START SOURCE DATA

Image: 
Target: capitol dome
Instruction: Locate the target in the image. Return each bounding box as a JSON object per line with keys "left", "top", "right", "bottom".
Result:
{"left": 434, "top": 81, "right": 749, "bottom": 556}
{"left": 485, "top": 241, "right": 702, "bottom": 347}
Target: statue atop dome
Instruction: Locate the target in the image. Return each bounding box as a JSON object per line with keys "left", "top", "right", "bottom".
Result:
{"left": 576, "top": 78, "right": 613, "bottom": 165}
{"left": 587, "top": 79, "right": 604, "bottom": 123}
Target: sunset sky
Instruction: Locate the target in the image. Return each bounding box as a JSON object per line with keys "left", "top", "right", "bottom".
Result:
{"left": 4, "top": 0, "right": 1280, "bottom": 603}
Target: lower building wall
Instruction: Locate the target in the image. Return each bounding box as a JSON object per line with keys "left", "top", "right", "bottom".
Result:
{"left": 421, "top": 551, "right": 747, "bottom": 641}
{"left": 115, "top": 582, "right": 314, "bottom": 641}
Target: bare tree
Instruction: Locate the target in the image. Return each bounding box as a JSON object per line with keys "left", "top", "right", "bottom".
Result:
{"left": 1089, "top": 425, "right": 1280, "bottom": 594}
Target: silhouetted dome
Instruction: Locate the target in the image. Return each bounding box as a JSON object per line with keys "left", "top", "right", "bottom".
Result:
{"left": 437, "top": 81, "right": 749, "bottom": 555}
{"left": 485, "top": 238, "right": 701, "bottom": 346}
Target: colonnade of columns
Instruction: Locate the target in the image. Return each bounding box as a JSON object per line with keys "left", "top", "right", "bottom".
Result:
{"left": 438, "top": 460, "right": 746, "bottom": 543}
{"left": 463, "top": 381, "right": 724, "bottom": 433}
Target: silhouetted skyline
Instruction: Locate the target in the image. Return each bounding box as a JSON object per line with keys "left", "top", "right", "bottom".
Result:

END SOURCE DATA

Give back every line of the listing where the word "silhouetted" shows up.

Target: silhouetted dome
Target: silhouetted skyline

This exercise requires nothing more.